Поставленная цель A: Повторите отрывок статьи о стачках, начиная со слов «Острие правил 29-го» и заканчивая словами «или второго рока.», поменяв «телефоне» на «телеграфе».

Именным Высочайшим указом 29-го ноября установлены временные правила о наказуемости наиболее опасных проявлений в забастовках. И между этими правилами есть одно, которое еще недавно вызвало бы общее удовольствие: мы говорим об отмене ст. 1358-ой улож. о наказ., назначающей наказание за обыкновенную стачку рабочих. Фактически, однако, свобода стачек существует у нас уже целый год, понятно, что узаконение ее не произвело никакого впечатления. Одновременно с ст. 1358-ой старого уложения следовало бы отменить и 1-ую часть ст. 367 нового уложения, также облагающую наказанием простую стачку.
Острие правил 29-го ноября направлено: 1) против стачек служащих в рабочих на железных дорогах, на телефоне или вообще в таком предприятии, прекращение или приостановление деятельности которого угрожает безопасности государства или создает возможность общественного бедствия, 2) против стачек служащих в правительственных установлениях, 3) против сообществ, имеющих целью возбуждение стачек того или другого рода. В последних двух случаях наказанию подлежит самое участие в сообществе или стачке, в первом случае наказание грозит лишь таким участникам стачки, которые нанесут повреждение имуществу данного предприятия или служащим в нем лицам, или будут действовать на других служащих и рабочих принуждением, выражающимся в насилии, угрозах или отлучении от общения. Наказуемым признается также возбуждение в стачке первого или второго рока.
Повреждение имущества, насилие, угрозы — все это воспрещено законом под страхом наказания, нет, следовательно, причины выделять эти действия в особые проступки, когда они совершаются в связи с забастовкой. Наказуемость деяния должна зависеть от его свойства, а не от момента его совершения, последний может иметь влияние только на определение меры наказания. ‘Отлучение от общения’, само по себе не составляющее преступного деяния, нельзя считать наказуемым и в тех случаях, когда оно связано с возникновением или поддержанием стачки. Слишком растяжимо самое понятие о нем, слишком неуловимы его признаки. Оно может быть выражено взглядом, жестом, словом, ни к кому специально не обращенным. Трудно определить, притом, произвело ли оно желанное впечатление, им ли, или чем-либо другим, вызвана в данном лице решимость примкнуть к стачке или отказаться от возобновления работы. Более чем спорной кажется вам и наказуемость участия в сообществе, направившем свою деятельность к возбуждению или поддержанию стачек. Трудно представить себе возможность существования сообщества, специальная цель которого заключалась бы в организации и распространении стачек, так называемые стачечные комитеты образуются обыкновенно только в виду одной определенной стачки, и, следовательно, их члены ничем существенно не отличаются от обыкновенных организаторов стачки. Уголовная ответственность последних допустима разве тогда, когда, вследствие их почина, действительно состоялась стачка в предприятии, превращение или приостановление деятельности которого угрожает общественным бедствием или опасностью для государства. Только при наличности этого условия может быть речь и о наказуемости соглашений между состоящими на государственной службе, направленных к прекращению или приостановлению занятий, во всех других случаях вполне достаточна ответственность дисциплинарная. Стачки служащих мыслимы лишь при глубоком потрясении государственного организма,— а в такое время путем преследований и наказаний можно достигнуть лишь весьма немногого… Существенное значение имеет, по нашему мнению, только та часть правил 29-го ноября, которая обеспечивает участь служащих, пострадавших за отказ присоединиться к забастовке.

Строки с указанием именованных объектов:
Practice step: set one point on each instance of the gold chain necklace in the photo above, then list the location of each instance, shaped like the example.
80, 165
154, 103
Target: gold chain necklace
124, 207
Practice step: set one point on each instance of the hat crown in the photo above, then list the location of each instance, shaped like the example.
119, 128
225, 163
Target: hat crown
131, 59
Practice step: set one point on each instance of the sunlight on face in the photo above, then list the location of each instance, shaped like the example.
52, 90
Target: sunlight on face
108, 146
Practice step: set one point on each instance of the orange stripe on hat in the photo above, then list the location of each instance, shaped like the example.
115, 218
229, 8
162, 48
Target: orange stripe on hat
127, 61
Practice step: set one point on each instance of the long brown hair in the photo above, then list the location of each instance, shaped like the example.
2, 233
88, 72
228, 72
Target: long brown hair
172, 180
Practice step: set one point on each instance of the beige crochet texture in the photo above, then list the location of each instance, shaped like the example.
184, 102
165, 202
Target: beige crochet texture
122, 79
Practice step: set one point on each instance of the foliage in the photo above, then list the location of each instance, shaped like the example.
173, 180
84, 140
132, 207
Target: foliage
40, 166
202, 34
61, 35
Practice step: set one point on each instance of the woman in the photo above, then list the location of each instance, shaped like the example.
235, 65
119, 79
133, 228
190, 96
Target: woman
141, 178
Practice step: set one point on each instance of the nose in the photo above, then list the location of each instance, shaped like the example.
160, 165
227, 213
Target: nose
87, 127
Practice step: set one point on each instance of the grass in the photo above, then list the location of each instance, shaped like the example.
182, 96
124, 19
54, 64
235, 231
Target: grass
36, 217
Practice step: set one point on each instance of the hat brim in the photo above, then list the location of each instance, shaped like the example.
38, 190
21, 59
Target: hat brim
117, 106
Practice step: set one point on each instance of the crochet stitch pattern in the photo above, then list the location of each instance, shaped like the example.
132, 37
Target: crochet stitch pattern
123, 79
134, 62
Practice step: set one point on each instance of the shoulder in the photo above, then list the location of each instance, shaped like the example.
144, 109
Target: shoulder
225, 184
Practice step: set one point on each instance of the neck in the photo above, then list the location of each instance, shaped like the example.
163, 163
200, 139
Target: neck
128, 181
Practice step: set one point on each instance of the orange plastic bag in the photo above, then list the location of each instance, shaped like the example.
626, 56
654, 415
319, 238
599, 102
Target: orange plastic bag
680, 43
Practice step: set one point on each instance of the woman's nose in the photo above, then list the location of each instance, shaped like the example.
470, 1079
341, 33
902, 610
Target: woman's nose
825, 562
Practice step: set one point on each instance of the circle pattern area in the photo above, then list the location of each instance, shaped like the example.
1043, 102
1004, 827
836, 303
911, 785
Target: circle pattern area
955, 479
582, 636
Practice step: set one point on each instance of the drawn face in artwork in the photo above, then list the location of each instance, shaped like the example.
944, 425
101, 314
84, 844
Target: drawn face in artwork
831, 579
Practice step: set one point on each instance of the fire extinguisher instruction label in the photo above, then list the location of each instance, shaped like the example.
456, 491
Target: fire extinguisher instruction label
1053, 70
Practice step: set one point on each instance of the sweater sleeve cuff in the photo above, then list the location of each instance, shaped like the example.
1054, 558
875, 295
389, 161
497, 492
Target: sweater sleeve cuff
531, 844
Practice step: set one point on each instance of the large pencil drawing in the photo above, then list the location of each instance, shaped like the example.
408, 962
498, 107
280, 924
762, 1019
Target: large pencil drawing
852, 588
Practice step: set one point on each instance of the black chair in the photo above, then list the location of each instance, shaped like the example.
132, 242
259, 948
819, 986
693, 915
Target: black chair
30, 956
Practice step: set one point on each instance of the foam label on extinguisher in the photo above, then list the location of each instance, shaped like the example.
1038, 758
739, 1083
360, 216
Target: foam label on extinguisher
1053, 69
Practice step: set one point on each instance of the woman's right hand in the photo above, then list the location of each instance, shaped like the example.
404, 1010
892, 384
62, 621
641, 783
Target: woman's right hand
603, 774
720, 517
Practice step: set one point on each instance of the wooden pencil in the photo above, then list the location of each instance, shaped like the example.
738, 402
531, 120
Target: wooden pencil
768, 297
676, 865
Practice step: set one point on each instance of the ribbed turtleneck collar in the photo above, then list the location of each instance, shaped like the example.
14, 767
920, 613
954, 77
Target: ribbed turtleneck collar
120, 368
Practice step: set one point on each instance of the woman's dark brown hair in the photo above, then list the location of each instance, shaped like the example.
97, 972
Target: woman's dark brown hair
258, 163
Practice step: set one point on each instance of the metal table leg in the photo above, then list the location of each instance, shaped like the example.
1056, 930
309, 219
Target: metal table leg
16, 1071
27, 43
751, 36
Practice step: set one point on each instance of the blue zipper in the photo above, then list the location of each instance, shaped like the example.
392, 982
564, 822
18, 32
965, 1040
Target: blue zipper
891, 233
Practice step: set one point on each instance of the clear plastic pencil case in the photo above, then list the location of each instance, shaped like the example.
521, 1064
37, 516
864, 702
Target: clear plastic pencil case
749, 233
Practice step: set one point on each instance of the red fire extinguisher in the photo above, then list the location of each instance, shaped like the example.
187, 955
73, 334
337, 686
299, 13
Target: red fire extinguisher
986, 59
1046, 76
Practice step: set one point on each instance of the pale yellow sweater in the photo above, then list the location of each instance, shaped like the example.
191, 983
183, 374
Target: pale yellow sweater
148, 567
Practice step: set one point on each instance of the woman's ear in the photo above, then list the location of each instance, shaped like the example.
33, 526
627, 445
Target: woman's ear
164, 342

Поставленная цель B: Назовите, сколько строк выше содержат слово «pale». В ответе дайте только число.

Полное решение A:
Острие правил 29-го ноября направлено: 1) против стачек служащих в рабочих на железных дорогах, на телеграфе или вообще в таком предприятии, прекращение или приостановление деятельности которого угрожает безопасности государства или создает возможность общественного бедствия, 2) против стачек служащих в правительственных установлениях, 3) против сообществ, имеющих целью возбуждение стачек того или другого рода. В последних двух случаях наказанию подлежит самое участие в сообществе или стачке, в первом случае наказание грозит лишь таким участникам стачки, которые нанесут повреждение имуществу данного предприятия или служащим в нем лицам, или будут действовать на других служащих и рабочих принуждением, выражающимся в насилии, угрозах или отлучении от общения. Наказуемым признается также возбуждение в стачке первого или второго рока.

Полное решение B: 2